**Stated goal A:** Write out the passage of the TiDB scaling page that opens with the words containing "Scale PD, TiDB, and" and closes with "using online command.".
**Stated goal B:** Filter the listing below, keeping each line that contains the string "polka".

**Document text:**
____

Scale TiDB in Kubernetes

This document introduces how to horizontally and vertically scale a TiDB cluster in Kubernetes.

Horizontal scaling

Horizontally scaling TiDB means that you scale TiDB out or in by adding or remove nodes in your pool of resources. When you scale a TiDB cluster, PD, TiKV, and TiDB are scaled out or in sequentially according to the values of their replicas. Scaling out operations add nodes based on the node ID in ascending order, while scaling in operations remove nodes based on the node ID in descending order.

Currently, the TiDB cluster supports management by TidbCluster Custom Resource (CR).

Scale PD, TiDB, and TiKV

Modify spec.pd.replicas, spec.tidb.replicas, and spec.tikv.replicas in the TidbCluster object of the cluster to a desired value using kubectl. You can modify the values in the local file or using online command.

____

(Dataset rows)

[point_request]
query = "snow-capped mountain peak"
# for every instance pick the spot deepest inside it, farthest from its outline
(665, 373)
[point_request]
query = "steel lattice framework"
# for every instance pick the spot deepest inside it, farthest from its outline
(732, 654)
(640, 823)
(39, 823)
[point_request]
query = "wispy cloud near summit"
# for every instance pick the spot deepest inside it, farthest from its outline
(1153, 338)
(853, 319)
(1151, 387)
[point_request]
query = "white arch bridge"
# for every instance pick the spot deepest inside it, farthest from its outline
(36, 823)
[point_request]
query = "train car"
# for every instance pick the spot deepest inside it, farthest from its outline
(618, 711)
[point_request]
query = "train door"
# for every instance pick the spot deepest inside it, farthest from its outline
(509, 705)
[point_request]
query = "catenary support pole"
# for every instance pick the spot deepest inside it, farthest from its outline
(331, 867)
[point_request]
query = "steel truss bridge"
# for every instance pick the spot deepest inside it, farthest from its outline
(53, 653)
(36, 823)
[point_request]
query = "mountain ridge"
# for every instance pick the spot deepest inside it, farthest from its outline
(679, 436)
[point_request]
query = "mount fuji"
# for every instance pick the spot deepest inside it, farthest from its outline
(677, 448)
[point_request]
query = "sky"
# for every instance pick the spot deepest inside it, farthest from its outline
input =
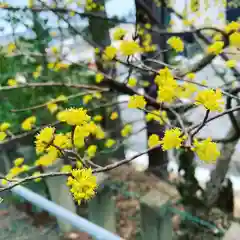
(122, 8)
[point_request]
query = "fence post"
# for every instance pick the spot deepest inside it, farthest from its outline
(156, 220)
(101, 209)
(60, 193)
(233, 232)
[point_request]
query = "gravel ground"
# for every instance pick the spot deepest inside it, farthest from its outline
(17, 225)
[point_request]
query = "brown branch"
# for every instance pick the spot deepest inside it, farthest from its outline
(54, 84)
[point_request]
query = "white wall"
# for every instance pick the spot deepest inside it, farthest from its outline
(206, 17)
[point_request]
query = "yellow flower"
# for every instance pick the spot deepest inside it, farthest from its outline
(128, 48)
(232, 26)
(83, 184)
(47, 159)
(36, 174)
(145, 83)
(110, 142)
(167, 93)
(11, 47)
(4, 126)
(216, 47)
(109, 53)
(44, 138)
(235, 39)
(97, 118)
(100, 134)
(132, 82)
(156, 115)
(165, 77)
(148, 26)
(97, 95)
(51, 65)
(29, 123)
(3, 135)
(15, 171)
(62, 98)
(172, 139)
(79, 135)
(87, 98)
(153, 141)
(18, 162)
(206, 150)
(210, 99)
(187, 90)
(12, 82)
(54, 49)
(97, 50)
(119, 34)
(66, 168)
(137, 101)
(191, 76)
(99, 77)
(74, 116)
(62, 141)
(79, 164)
(114, 116)
(31, 3)
(176, 43)
(231, 63)
(52, 107)
(36, 74)
(126, 130)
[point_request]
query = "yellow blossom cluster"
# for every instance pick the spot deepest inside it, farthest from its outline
(82, 184)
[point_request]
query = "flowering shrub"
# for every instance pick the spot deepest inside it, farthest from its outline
(84, 129)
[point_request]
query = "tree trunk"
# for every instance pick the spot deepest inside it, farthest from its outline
(99, 33)
(219, 173)
(157, 157)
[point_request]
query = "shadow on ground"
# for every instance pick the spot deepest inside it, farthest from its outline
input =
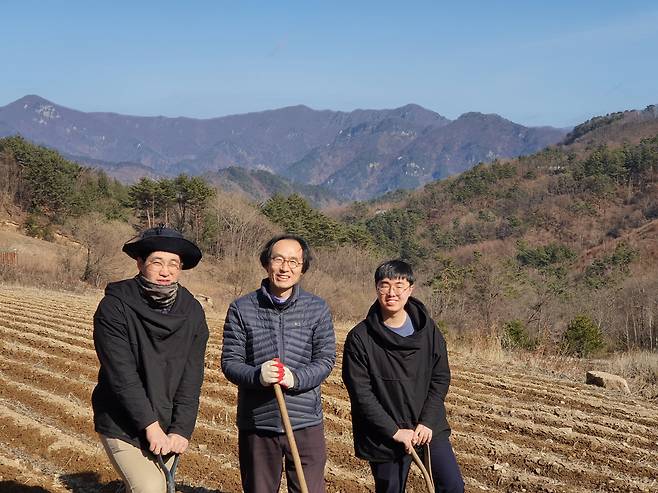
(14, 487)
(88, 482)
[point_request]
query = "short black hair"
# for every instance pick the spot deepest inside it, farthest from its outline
(266, 252)
(395, 269)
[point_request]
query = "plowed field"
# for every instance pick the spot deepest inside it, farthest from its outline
(511, 431)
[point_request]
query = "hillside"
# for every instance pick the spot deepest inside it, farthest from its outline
(353, 154)
(537, 240)
(260, 185)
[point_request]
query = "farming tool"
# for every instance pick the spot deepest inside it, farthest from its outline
(291, 437)
(429, 482)
(169, 473)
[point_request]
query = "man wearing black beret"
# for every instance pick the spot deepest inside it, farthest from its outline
(150, 336)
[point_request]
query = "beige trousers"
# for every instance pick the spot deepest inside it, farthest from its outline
(138, 468)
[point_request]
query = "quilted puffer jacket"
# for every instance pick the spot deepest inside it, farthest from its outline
(299, 332)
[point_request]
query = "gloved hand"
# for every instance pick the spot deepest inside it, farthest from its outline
(288, 379)
(271, 372)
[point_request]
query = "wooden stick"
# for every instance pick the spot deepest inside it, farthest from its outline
(423, 469)
(291, 437)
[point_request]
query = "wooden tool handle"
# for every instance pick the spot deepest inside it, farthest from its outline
(291, 437)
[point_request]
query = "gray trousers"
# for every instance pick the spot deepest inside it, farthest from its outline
(263, 455)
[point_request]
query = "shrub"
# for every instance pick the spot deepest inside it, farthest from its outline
(582, 337)
(516, 336)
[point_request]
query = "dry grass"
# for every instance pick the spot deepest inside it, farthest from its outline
(640, 368)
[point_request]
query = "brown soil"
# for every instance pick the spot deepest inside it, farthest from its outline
(512, 431)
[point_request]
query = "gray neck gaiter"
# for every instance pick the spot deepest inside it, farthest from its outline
(157, 295)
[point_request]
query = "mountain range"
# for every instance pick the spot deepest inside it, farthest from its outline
(353, 155)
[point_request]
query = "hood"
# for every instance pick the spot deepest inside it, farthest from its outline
(159, 325)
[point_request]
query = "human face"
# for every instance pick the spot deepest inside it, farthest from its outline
(392, 294)
(282, 277)
(160, 267)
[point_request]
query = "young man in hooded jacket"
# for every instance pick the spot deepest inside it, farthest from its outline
(395, 368)
(150, 336)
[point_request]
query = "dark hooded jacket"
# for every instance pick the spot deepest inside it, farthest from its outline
(395, 382)
(151, 364)
(300, 333)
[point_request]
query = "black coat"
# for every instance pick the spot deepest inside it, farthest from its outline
(151, 364)
(395, 382)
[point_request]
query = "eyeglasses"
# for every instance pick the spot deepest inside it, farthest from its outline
(158, 265)
(396, 289)
(278, 262)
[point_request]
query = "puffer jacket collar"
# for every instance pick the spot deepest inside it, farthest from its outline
(265, 298)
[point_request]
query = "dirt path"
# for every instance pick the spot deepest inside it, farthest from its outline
(511, 431)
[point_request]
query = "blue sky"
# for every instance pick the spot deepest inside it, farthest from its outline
(536, 63)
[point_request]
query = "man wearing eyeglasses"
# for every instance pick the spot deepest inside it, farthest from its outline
(281, 334)
(395, 368)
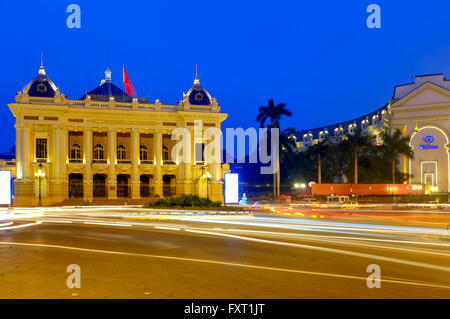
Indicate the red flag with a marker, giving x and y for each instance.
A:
(128, 85)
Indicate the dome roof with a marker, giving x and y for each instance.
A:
(41, 86)
(106, 90)
(198, 95)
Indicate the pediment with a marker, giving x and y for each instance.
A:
(427, 93)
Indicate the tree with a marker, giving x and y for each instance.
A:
(395, 145)
(273, 113)
(319, 150)
(355, 143)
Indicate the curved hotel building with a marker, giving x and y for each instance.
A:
(421, 110)
(110, 147)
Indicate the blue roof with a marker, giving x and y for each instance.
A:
(41, 86)
(105, 91)
(199, 96)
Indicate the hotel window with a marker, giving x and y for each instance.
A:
(365, 124)
(41, 148)
(75, 152)
(121, 152)
(143, 153)
(165, 153)
(98, 151)
(375, 119)
(199, 153)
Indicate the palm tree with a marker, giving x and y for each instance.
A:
(356, 142)
(319, 150)
(395, 145)
(273, 113)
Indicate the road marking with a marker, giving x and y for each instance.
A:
(303, 272)
(21, 226)
(108, 224)
(331, 250)
(166, 228)
(6, 224)
(56, 221)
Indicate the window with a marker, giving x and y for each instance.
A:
(121, 152)
(199, 152)
(143, 153)
(165, 153)
(75, 151)
(41, 148)
(98, 151)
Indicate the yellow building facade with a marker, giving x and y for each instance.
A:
(108, 147)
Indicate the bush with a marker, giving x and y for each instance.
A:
(184, 201)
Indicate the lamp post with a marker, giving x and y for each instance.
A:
(206, 176)
(40, 174)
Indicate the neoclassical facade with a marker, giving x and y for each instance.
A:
(110, 147)
(421, 110)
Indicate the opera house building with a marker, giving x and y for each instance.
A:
(108, 147)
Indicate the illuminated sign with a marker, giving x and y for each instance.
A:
(231, 188)
(428, 147)
(428, 139)
(5, 187)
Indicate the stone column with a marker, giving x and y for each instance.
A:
(158, 158)
(88, 183)
(112, 179)
(135, 182)
(56, 161)
(64, 152)
(28, 155)
(19, 152)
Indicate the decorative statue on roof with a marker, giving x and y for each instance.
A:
(243, 200)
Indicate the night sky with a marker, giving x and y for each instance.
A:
(318, 57)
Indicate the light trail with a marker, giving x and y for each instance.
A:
(21, 226)
(325, 249)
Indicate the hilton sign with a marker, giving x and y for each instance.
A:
(428, 146)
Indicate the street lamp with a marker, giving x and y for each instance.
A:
(40, 174)
(206, 176)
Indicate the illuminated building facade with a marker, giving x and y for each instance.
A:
(421, 110)
(110, 147)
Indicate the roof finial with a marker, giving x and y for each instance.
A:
(41, 69)
(108, 75)
(196, 81)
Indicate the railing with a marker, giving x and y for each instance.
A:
(123, 161)
(169, 190)
(147, 190)
(123, 191)
(99, 161)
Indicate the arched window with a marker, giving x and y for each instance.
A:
(121, 152)
(165, 153)
(75, 151)
(98, 151)
(143, 153)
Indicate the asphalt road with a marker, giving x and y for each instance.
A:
(288, 252)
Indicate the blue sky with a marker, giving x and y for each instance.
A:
(318, 57)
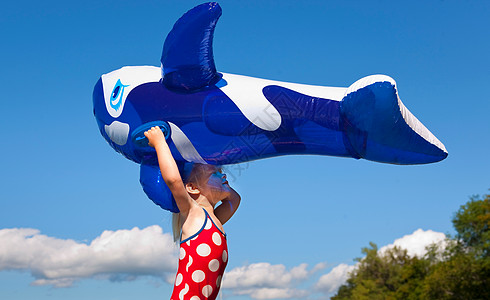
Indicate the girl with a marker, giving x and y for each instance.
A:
(203, 249)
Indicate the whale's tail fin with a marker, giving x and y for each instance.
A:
(380, 128)
(187, 57)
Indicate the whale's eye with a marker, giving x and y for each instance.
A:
(115, 92)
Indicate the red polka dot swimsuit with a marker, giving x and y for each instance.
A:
(202, 261)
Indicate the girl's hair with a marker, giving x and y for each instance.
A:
(190, 173)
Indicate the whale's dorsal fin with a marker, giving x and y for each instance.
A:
(187, 57)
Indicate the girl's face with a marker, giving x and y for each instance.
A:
(215, 186)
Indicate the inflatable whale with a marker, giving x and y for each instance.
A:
(220, 118)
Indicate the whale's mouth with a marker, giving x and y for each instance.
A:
(138, 136)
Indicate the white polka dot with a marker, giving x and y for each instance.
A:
(218, 281)
(188, 264)
(216, 239)
(178, 279)
(207, 290)
(213, 265)
(198, 276)
(203, 250)
(208, 224)
(183, 292)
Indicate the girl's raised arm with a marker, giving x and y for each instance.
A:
(168, 167)
(228, 207)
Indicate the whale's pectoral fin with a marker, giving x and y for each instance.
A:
(155, 188)
(380, 128)
(187, 57)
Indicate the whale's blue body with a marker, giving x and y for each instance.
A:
(226, 119)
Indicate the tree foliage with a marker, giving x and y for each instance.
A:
(458, 270)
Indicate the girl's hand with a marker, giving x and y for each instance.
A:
(155, 136)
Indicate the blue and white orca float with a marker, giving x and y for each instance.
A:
(220, 118)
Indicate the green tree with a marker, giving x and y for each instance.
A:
(460, 270)
(472, 223)
(464, 270)
(392, 274)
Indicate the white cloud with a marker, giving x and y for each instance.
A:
(330, 282)
(414, 243)
(273, 293)
(266, 281)
(116, 255)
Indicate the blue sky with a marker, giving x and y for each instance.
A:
(60, 177)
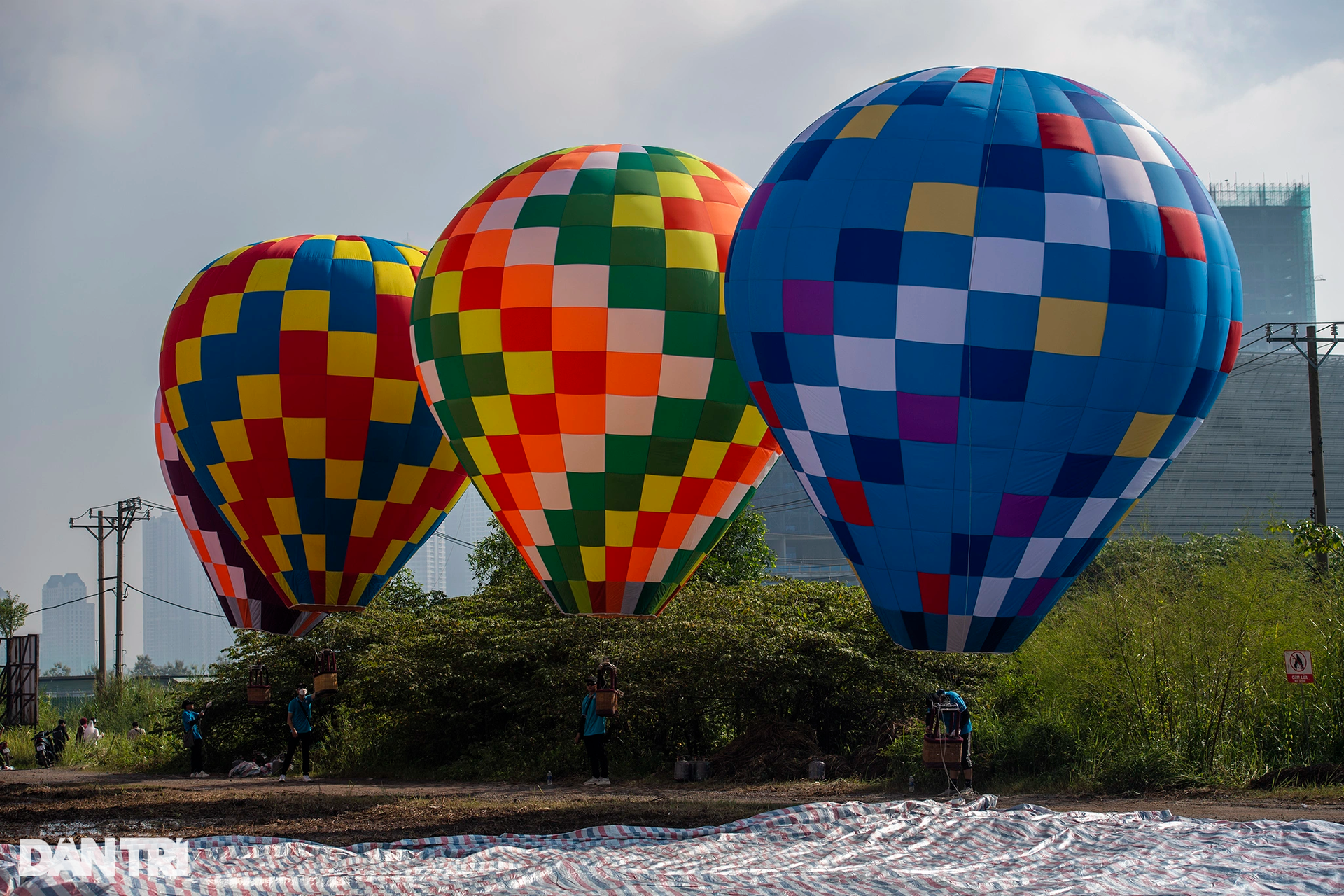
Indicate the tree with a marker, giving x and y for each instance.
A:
(741, 555)
(403, 594)
(14, 613)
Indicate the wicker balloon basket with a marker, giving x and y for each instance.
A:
(942, 752)
(324, 675)
(258, 685)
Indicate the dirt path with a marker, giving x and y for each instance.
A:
(71, 802)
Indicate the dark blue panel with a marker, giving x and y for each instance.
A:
(806, 160)
(1009, 166)
(869, 255)
(375, 482)
(968, 554)
(932, 93)
(1196, 393)
(878, 460)
(1139, 279)
(353, 284)
(1195, 190)
(1086, 106)
(772, 356)
(995, 374)
(1079, 475)
(311, 273)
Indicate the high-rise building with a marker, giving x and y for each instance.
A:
(174, 573)
(796, 532)
(441, 562)
(1252, 461)
(1272, 232)
(69, 622)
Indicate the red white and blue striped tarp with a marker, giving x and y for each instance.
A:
(818, 849)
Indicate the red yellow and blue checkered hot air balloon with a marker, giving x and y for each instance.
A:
(981, 311)
(288, 378)
(245, 593)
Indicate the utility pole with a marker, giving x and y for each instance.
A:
(100, 532)
(128, 514)
(1320, 511)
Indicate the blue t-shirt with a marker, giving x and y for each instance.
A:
(593, 723)
(949, 719)
(302, 711)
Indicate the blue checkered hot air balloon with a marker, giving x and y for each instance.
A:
(981, 311)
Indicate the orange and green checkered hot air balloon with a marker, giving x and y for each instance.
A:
(569, 333)
(288, 378)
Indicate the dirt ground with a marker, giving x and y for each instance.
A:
(69, 802)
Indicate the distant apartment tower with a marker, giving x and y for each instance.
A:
(796, 532)
(441, 564)
(1272, 232)
(1250, 463)
(69, 630)
(174, 573)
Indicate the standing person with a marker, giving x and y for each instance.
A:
(593, 734)
(191, 719)
(958, 722)
(300, 720)
(58, 739)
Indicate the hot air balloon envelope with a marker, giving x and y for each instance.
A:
(569, 332)
(288, 378)
(981, 309)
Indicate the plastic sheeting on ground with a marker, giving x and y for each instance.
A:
(816, 849)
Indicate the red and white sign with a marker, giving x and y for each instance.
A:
(1297, 664)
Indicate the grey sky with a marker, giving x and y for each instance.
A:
(143, 139)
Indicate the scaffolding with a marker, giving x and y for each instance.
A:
(1272, 232)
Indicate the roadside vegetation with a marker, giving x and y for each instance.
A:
(1161, 668)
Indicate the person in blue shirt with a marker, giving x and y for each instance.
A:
(300, 722)
(191, 719)
(958, 722)
(593, 734)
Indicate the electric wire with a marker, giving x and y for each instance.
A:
(218, 615)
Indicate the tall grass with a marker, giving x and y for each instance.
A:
(1164, 666)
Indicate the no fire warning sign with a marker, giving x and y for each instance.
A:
(1297, 664)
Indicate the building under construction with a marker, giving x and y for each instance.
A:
(1272, 232)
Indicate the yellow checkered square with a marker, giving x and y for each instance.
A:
(691, 248)
(269, 276)
(394, 400)
(222, 315)
(1070, 327)
(305, 437)
(351, 354)
(260, 397)
(673, 183)
(304, 309)
(869, 122)
(945, 209)
(638, 211)
(233, 440)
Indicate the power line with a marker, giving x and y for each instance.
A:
(218, 615)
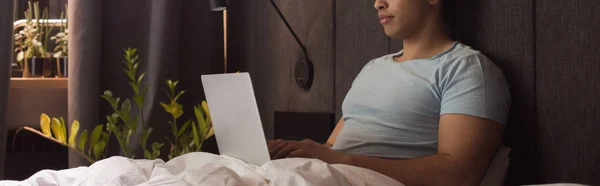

____

**Task response A:**
Scale PD, TiDB, and TiKV

Modify spec.pd.replicas, spec.tidb.replicas, and spec.tikv.replicas in the TidbCluster object of the cluster to a desired value using kubectl. You can modify the values in the local file or using online command.

**Task response B:**
Indicate the red polka dot swimsuit with a marker, giving x and y for each instance.
Indicate the white polka dot with a marker, giving x and y for each instance.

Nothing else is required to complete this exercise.